REQUIRED WORK
Without the images, write out the whole listing exactly.

____ STORED RECORDS

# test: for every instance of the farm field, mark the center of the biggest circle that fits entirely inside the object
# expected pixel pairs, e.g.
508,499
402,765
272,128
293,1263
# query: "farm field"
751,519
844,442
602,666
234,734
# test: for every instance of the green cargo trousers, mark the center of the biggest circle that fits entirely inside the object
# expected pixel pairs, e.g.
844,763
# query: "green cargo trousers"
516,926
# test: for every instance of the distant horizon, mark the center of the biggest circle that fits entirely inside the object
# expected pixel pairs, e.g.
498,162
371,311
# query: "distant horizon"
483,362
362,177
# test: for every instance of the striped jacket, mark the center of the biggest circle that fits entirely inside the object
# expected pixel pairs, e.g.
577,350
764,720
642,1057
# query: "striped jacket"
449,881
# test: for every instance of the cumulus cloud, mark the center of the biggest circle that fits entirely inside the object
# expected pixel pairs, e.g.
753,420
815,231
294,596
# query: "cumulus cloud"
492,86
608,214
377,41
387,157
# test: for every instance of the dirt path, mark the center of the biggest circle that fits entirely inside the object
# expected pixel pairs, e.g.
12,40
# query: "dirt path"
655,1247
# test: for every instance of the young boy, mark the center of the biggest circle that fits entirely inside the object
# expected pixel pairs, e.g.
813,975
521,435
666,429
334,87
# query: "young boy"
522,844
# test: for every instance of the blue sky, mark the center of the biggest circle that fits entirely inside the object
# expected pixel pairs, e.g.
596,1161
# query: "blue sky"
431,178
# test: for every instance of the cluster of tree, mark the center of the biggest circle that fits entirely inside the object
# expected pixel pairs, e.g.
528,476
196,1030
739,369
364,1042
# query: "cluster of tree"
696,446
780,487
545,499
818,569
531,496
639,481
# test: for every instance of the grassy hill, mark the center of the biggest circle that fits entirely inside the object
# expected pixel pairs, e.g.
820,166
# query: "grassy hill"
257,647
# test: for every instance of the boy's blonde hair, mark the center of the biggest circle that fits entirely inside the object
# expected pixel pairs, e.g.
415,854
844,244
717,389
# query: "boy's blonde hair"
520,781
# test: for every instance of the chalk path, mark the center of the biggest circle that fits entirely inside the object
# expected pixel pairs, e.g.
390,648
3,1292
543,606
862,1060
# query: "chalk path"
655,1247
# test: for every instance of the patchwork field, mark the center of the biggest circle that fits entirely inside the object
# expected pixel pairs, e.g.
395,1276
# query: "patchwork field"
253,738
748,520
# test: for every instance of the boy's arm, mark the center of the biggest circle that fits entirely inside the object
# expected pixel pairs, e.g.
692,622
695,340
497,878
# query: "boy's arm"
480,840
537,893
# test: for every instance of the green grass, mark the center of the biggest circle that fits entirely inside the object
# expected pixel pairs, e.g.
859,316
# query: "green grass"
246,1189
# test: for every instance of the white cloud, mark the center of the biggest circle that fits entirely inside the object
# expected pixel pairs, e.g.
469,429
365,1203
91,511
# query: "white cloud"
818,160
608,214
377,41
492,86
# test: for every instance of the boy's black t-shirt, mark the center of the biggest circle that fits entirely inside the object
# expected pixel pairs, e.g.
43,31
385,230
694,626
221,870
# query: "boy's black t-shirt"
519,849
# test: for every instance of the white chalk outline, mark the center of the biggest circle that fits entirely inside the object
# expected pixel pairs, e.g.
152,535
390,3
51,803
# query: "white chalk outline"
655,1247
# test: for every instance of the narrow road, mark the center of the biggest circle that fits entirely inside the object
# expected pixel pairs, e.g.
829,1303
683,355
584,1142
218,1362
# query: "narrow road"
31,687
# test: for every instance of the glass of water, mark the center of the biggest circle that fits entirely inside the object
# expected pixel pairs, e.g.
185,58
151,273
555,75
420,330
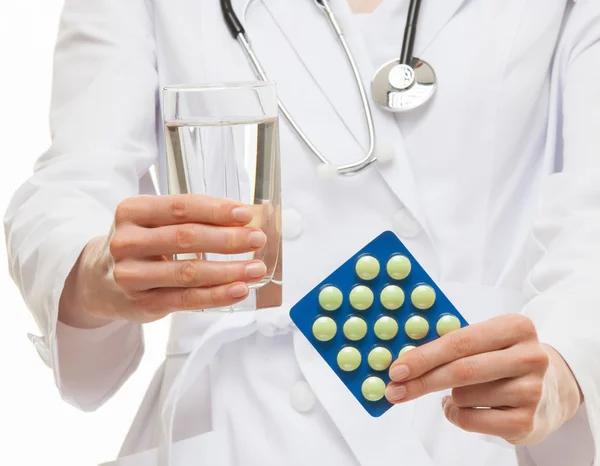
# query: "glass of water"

________

ANSWER FOR THE TASK
# test: for every instance of the farm field, mark the center of the biggest circle that fits entirely inside the object
# expected pixel pairs, e.g.
508,499
402,765
272,128
293,1263
# query: "farm field"
751,519
844,442
602,666
234,734
# test: for every instance of the green cargo trousers, mark the center of the biggest circle that fits entirely inside the object
# expected pixel pairs, e.g.
844,763
# query: "green cargo trousers"
516,926
# test: for every instance of the distant horizon, mark the center of the biggest circle that fits entirely inside the object
# expected pixel pairs, e.g.
498,162
371,311
# query: "distant horizon"
483,362
362,177
# test: for every instance of the striped jacket, mark the center of the biggest circle that fits entirely inside the object
# expected pixel pairs, e.g.
577,350
764,720
642,1057
# query: "striped jacket"
449,881
# test: for every instance of the cumulus cloud, mark the center of the biggest circle that fits entirely inside the object
# expected pixel pairs, e.g.
753,420
815,231
294,596
# query: "cumulus cloud"
492,86
608,214
377,41
387,157
# test: for every instance of the dirt path, mark the center of the biggest circle that fits entirely inside the object
# expected pixel pairs, e.g.
12,40
# query: "dirt path"
655,1247
# test: for every instance of the young boy, mark the center of the biggest circle that fits entirely inside the object
# expected pixel pairs, e.g.
813,975
521,435
666,429
334,87
# query: "young boy"
522,844
# test: for every instance of the blue sky, mark the center of the biggest circle that fits entirely inside the object
# expected pixel pairs, e.g.
596,1161
# query: "blue sky"
431,178
# test: for every instance of the cluster of tree, mark the center of the biggest circle that fits entirely inside the object
# expected pixel pairs, e.g.
528,476
196,1030
739,369
364,1042
# query: "cluster of tree"
696,446
780,487
545,499
818,569
531,496
639,481
# test: for every instance of the grassy hill, mark the center of the biggest circle that fits entirely inside the object
# expected pixel pairs, e.g.
820,166
# query: "grassy hill"
257,647
# test: for every instance of the boy's blonde hair, mark the center of the biggest circle that fits entirely inside the object
# expected pixel pairs, e.g.
415,854
844,244
717,389
# query: "boy's blonde hair"
520,781
# test: for every instance of the chalk path, mark the center of the biggest circle that fits entirely inside the object
# expected pixel pairs, e.g.
390,648
3,1292
543,606
862,1060
# query: "chalk path"
655,1247
# test: for every instance of the patchwork field, mark the center of the biggest circle that fits entirely inside the object
# expected pixel pairs, e.g.
395,1276
# query: "patchwork field"
253,738
748,520
# test: for every instance of the boy's arm, mark the center of the biggest circle that fits entirely inside the object
# expected pixel pairs, e.g.
692,622
695,340
497,878
# query: "boy's arm"
480,840
537,893
# test: for every instance of the green grass, mark the center of the biggest circle that fits entirely inside the object
# expected pixel pairs, e.g.
859,316
# query: "green grass"
246,1189
# test: for every instance of the white cloud, mark the center of the biggest circle that fits entirely inside the object
# expected pixel pairs, e.g.
469,429
365,1203
91,511
# query: "white cloud"
818,160
608,214
377,41
492,86
# test: for every instance of the boy's black t-shirt, mark the center of the biggest circle that fits entirely inside the object
# expected pixel pairs, e.g.
43,31
385,230
694,626
221,870
# query: "boy's black t-shirt"
519,849
# test: for every instance of the white chalk outline, mark the center of the biggest circle that fits entirely inside the object
# expected pixel pairs, e.g.
152,535
390,3
51,803
# query: "white chalk outline"
655,1247
# test: for every instance of the narrow road, mark the center of the biggest circle that fits entirely inside the object
# expected pixel pairs, e.g.
829,1303
683,355
584,1142
218,1362
# query: "narrow road"
31,687
# test: for every instance of the glass of water, mark the center of the biggest circle that fits entirely inside the object
# expected pixel pairs, e.g.
185,58
151,273
555,75
420,330
# query: "glass of water"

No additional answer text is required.